### Text under study
In 1871, the body of Georges Darboy, the Archbishop of Paris, "who had perished in the disorders of the commune", was exhumed in order to receive the last honors, and Chartran made a portrait of the Archbishop in his official robes and on his catafalque. This painting was widely admired by the public and for it, he won the Grand Prix de Rome in 1877.

As "T", he was one of the artists responsible for occasional caricatures of Vanity Fair magazine, specializing in French and Italian subjects. His work for Vanity Fair included Pope Leo XIII, Giuseppe Garibaldi, Umberto I of Italy, William Henry Waddington, all in 1878, Charles Gounod, Giuseppe Verdi, Ernest Renan, Jules Grévy, Napoléon Joseph Charles Paul Bonaparte, Victor Hugo, Marshal MacMahon, Granier de Cassagnac, Louis Blanc, and Alexandre Dumas fils, all in 1879.

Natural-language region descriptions
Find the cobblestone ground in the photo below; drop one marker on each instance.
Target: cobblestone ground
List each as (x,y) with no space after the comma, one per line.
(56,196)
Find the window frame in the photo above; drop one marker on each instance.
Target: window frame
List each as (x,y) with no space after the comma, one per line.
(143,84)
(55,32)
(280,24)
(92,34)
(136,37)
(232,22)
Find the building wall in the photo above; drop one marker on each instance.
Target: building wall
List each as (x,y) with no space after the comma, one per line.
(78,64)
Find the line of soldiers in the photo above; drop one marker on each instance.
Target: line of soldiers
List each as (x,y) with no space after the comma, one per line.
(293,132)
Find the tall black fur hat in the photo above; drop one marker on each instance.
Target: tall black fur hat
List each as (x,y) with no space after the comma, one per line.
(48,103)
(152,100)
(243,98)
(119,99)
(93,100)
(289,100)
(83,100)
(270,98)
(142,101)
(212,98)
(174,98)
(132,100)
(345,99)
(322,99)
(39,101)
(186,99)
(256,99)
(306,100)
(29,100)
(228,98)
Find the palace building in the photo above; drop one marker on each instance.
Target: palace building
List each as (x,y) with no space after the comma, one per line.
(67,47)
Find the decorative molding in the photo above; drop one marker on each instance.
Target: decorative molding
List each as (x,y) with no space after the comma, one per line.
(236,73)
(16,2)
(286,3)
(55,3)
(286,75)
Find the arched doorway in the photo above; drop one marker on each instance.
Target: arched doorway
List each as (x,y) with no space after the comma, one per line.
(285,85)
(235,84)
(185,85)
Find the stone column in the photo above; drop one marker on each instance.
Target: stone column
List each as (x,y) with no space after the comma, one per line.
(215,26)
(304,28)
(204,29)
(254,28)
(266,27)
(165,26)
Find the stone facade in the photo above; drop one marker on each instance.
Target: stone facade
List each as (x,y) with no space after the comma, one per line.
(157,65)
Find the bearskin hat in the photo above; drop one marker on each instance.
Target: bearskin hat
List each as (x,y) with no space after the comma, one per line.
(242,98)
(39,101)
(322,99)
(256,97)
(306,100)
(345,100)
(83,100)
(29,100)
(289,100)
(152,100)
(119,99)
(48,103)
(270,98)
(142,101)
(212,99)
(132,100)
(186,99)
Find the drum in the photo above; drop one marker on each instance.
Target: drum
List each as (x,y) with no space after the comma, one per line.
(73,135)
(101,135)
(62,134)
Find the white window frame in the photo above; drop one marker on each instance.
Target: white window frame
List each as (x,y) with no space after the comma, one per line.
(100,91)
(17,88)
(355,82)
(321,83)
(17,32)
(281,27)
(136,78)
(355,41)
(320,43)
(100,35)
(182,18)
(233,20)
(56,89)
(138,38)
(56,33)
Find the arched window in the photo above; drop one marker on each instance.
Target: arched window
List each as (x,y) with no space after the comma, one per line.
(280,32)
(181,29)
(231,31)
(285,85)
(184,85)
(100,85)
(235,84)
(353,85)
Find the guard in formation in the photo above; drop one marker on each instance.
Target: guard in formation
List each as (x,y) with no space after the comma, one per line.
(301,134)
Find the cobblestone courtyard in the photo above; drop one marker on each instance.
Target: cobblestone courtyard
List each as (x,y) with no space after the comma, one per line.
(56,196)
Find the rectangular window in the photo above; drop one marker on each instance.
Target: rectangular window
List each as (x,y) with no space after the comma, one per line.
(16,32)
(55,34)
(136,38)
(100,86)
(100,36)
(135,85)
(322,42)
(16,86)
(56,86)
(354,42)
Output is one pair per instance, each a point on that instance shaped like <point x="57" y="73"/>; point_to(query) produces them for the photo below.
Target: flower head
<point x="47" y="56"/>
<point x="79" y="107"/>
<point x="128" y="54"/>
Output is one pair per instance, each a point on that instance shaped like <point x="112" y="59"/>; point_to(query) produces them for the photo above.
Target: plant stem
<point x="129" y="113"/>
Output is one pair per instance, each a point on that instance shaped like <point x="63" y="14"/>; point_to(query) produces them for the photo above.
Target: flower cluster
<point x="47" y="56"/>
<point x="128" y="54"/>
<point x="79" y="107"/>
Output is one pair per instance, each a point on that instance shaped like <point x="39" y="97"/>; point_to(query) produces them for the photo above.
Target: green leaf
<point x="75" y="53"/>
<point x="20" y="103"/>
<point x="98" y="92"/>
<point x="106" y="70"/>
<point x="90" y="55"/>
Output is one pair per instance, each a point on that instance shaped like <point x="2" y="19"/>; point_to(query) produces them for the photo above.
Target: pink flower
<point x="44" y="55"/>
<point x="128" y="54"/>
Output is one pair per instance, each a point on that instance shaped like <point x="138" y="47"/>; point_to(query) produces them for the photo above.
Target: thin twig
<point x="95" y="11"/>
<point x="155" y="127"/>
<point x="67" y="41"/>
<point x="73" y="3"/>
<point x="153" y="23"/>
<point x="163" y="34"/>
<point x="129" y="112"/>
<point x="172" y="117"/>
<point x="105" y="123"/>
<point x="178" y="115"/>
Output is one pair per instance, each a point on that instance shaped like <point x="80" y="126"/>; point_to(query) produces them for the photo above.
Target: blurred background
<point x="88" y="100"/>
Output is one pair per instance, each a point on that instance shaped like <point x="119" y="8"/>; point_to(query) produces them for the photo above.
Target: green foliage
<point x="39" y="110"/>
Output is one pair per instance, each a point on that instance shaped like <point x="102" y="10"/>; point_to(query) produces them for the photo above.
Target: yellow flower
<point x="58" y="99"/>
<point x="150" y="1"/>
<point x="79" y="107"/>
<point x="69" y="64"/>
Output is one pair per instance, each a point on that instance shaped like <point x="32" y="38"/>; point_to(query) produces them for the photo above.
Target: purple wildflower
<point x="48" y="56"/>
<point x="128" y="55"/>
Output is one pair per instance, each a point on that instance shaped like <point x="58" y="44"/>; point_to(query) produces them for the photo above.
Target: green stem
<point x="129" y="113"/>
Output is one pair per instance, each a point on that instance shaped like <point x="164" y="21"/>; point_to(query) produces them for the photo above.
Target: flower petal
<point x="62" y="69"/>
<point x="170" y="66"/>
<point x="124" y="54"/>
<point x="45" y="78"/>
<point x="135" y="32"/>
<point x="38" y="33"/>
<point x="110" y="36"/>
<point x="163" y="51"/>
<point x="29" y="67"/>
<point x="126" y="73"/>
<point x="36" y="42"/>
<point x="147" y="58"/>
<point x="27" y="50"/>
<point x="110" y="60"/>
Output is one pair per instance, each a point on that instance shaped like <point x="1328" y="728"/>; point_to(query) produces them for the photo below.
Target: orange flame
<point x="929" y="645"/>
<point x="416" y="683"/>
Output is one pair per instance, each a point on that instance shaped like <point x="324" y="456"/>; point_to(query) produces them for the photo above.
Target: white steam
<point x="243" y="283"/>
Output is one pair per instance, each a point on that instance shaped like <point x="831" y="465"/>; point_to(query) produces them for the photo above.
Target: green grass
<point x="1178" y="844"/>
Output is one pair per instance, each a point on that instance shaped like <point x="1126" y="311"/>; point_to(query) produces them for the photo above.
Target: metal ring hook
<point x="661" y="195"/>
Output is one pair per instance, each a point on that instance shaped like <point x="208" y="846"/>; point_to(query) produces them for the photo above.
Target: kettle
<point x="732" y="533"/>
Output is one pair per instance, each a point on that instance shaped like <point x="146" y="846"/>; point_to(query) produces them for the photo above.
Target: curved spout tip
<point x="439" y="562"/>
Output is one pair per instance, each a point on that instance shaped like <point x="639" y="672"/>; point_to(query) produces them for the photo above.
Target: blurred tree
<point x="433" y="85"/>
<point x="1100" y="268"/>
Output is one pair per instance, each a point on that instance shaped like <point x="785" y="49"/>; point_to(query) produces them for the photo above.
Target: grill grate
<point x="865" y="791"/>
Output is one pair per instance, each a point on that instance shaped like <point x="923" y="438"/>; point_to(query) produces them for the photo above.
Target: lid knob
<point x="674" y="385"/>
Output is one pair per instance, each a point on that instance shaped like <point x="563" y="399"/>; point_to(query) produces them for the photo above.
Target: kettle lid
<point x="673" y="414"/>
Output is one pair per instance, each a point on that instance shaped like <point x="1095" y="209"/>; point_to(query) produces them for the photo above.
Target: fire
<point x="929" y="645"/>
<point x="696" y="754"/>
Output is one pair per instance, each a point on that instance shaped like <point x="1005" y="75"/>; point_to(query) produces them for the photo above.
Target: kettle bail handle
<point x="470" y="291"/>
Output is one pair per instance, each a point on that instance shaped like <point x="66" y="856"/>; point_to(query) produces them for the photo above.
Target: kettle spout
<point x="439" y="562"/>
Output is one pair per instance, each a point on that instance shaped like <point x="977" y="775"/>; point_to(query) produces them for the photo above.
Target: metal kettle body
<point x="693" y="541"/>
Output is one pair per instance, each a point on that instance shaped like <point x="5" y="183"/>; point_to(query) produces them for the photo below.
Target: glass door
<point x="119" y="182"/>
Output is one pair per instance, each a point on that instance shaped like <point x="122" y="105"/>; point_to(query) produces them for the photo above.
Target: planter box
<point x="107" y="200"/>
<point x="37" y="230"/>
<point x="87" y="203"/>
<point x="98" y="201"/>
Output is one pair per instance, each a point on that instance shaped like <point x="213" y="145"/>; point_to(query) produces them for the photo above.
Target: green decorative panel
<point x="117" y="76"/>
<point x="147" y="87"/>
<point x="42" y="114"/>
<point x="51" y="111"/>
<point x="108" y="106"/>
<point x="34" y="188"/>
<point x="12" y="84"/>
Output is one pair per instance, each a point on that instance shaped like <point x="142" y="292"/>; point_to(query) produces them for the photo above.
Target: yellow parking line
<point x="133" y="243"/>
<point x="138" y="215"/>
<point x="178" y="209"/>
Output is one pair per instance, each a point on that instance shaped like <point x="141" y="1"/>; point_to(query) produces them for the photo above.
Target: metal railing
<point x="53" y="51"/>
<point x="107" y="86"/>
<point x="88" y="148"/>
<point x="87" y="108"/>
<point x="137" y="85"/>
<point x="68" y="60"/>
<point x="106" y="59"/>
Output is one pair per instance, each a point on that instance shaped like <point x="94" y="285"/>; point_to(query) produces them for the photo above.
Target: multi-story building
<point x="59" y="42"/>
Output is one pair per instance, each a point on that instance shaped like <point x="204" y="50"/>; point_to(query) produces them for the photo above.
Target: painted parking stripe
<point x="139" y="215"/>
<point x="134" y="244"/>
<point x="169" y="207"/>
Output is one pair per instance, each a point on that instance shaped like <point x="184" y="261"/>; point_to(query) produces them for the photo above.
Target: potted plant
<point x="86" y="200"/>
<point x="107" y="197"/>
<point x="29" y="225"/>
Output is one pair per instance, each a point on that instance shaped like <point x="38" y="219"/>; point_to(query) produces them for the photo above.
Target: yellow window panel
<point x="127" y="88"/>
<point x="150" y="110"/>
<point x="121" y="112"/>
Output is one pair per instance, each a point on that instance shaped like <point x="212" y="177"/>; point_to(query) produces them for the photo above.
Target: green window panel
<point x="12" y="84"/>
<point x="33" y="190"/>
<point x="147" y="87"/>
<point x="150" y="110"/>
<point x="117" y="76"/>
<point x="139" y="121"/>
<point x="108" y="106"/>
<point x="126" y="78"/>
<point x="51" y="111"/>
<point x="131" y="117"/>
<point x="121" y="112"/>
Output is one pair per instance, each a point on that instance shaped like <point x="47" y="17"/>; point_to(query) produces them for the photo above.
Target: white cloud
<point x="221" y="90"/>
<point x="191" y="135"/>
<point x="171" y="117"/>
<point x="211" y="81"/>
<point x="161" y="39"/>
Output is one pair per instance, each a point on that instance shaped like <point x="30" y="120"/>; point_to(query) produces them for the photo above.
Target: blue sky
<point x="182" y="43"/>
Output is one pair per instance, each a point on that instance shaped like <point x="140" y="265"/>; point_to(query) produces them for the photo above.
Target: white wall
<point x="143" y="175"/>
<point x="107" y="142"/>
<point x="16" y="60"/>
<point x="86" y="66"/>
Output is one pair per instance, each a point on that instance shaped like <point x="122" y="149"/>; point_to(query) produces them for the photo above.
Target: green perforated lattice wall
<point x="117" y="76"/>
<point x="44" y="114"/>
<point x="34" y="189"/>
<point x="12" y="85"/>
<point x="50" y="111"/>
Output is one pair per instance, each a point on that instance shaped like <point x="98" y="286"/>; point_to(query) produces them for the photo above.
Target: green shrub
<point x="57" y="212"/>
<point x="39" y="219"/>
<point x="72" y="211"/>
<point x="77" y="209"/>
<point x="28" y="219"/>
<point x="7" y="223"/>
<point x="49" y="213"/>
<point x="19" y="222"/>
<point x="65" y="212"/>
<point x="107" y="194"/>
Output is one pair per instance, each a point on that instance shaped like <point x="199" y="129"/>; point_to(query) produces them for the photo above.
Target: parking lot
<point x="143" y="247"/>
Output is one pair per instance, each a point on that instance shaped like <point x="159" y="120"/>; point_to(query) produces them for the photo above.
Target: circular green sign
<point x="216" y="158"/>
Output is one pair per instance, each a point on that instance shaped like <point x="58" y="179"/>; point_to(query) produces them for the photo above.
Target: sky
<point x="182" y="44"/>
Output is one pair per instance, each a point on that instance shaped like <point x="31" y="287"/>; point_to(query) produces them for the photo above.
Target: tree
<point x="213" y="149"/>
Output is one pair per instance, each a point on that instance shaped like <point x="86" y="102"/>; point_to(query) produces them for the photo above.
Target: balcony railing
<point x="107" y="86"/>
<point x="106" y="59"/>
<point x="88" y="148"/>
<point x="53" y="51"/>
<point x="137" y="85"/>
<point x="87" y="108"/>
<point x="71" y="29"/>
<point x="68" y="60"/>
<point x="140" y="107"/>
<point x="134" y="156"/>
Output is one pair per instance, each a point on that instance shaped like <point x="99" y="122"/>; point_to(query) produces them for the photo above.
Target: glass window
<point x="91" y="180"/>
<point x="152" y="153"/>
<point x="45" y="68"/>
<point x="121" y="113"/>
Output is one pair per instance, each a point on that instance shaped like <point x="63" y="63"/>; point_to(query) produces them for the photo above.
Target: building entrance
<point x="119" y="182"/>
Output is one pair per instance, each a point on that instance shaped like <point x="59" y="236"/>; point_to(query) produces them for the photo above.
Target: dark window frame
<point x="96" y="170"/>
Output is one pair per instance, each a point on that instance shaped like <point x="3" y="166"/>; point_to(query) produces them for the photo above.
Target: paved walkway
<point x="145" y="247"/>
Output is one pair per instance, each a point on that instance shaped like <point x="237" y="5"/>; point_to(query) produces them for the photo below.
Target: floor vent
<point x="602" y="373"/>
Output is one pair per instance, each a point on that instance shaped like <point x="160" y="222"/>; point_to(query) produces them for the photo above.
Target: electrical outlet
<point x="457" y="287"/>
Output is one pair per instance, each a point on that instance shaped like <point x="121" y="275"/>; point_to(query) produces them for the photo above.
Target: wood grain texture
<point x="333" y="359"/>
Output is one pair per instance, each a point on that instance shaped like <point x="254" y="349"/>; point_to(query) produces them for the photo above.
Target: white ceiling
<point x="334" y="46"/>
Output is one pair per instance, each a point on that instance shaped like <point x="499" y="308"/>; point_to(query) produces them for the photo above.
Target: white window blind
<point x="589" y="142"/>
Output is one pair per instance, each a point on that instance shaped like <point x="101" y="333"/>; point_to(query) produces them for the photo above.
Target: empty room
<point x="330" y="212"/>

### Tasks and exercises
1) In the passage on Chartran, why was the body of Georges Darboy exhumed in 1871?
2) Revise the passage on Chartran between "In 1871, the" and "Rome in 1877.", inclusive, putting "Prix de Rome" in place of "Grand Prix de Rome".
3) Carry on the passage on Chartran's career beyond its final sentence.
This data comes from a separate source unrelated to the text.

### Answers for this exercise
1) The body was exhumed so that it could receive the last honors.

2)
In 1871, the body of Georges Darboy, the Archbishop of Paris, "who had perished in the disorders of the commune", was exhumed in order to receive the last honors, and Chartran made a portrait of the Archbishop in his official robes and on his catafalque. This painting was widely admired by the public and for it, he won the Prix de Rome in 1877.

3)
Among Chartran's work is his portrait of René-Théophile-Hyacinthe Laennec, the inventor of the stethoscope, Gen. Gouverneur K. Warren, Benoît-Constant Coquelin, the Maharaja of Kapurthala and the Countess of Maupeou. His individual-subject portraiture is often characterized by a rich background gradient, embodied in Emma Calvé as Carmen (1894).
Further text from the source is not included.